YOUR INSTRUCTIONS → In the SQL forum thread, what approach did the person asking say they tried but could not get to work?

I'm using the query:
select
SGB_ID,
max(SGB_TERM_CODE_EFF)max_term,
SGB_TYP_CODE
from SGB
group by
SGB_ID,
SGB_TYP_CODE
order by 1
I'm getting multiple rows, as the SGB_TYP_CODE has different values. I just want the result from the maximum term. I've tried using 'keep dense_rank', but I can't get it to work.
Thanks.
Here is how to do that with MAX()...KEEP():
SELECT sgb_id,
MAX (sgb_term_code_eff) max_term,
MAX (sgb_typ_code)

Point placement records
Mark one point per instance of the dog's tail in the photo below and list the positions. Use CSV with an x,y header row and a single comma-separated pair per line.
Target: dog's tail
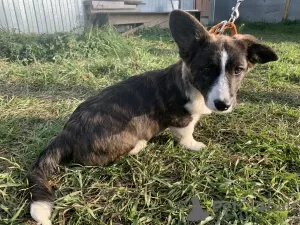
x,y
46,165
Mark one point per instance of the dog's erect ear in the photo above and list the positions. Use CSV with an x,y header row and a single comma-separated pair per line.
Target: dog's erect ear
x,y
257,52
186,31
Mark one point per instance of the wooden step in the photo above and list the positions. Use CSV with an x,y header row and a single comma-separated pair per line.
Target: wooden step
x,y
113,11
111,5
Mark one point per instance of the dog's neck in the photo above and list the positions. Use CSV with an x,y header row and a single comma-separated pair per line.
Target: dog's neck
x,y
196,105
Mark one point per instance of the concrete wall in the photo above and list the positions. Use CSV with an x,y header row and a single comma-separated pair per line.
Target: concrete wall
x,y
257,10
164,5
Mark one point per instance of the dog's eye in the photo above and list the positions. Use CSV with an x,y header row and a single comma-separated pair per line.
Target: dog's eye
x,y
238,70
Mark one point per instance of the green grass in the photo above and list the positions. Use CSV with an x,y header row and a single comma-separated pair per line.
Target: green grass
x,y
253,153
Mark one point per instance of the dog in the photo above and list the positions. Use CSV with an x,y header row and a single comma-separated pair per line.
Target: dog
x,y
122,118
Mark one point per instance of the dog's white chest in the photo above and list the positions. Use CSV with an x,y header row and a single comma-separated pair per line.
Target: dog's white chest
x,y
196,106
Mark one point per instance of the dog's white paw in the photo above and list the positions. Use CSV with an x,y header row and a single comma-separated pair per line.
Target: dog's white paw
x,y
192,144
41,212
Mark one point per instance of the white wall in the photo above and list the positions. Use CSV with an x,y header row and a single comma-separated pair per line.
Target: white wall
x,y
41,16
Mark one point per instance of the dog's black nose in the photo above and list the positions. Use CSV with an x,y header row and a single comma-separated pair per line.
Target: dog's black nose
x,y
221,105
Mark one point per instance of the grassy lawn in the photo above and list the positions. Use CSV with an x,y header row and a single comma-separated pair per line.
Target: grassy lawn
x,y
253,154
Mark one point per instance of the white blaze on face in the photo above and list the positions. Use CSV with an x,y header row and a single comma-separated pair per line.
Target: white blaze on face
x,y
220,91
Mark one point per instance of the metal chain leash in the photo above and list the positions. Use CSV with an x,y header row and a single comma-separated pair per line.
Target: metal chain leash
x,y
219,28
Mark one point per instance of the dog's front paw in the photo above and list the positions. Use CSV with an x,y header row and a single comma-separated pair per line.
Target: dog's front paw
x,y
192,144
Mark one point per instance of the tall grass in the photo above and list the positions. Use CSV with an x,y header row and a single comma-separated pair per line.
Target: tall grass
x,y
53,47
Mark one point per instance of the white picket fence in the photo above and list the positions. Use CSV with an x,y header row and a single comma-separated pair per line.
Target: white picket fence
x,y
41,16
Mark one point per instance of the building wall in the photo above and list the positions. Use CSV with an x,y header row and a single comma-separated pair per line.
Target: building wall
x,y
50,16
258,10
165,5
41,16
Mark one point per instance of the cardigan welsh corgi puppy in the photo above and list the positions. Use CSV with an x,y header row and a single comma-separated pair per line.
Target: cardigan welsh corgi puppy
x,y
122,118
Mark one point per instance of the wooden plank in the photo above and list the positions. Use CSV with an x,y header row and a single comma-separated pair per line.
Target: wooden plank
x,y
126,2
96,4
114,11
133,2
120,5
286,9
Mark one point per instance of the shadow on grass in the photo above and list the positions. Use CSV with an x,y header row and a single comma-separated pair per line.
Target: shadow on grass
x,y
290,99
46,91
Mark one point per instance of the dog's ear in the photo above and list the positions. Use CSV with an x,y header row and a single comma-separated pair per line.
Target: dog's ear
x,y
257,52
187,32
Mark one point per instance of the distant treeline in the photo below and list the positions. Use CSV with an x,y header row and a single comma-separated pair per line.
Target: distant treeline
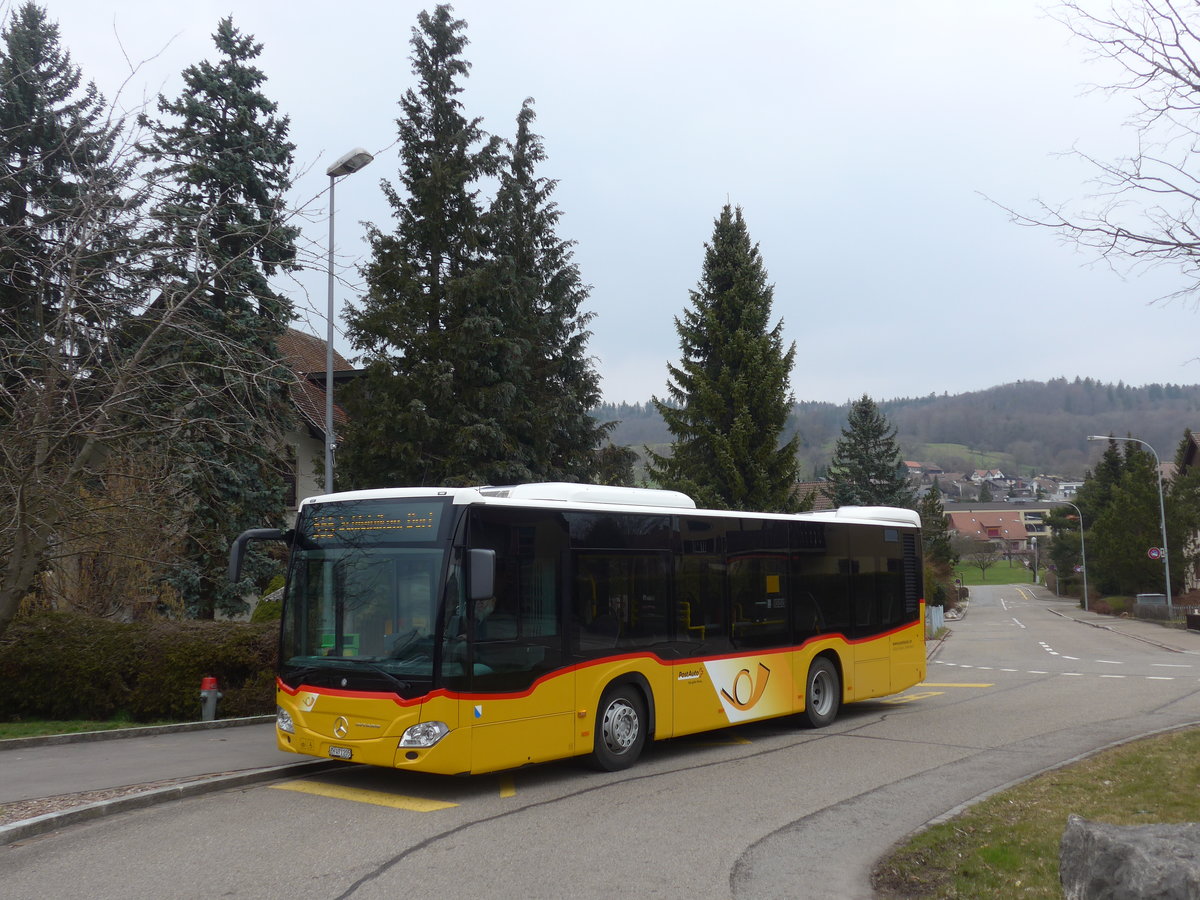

FULL SOLUTION → Using 'keep dense_rank'.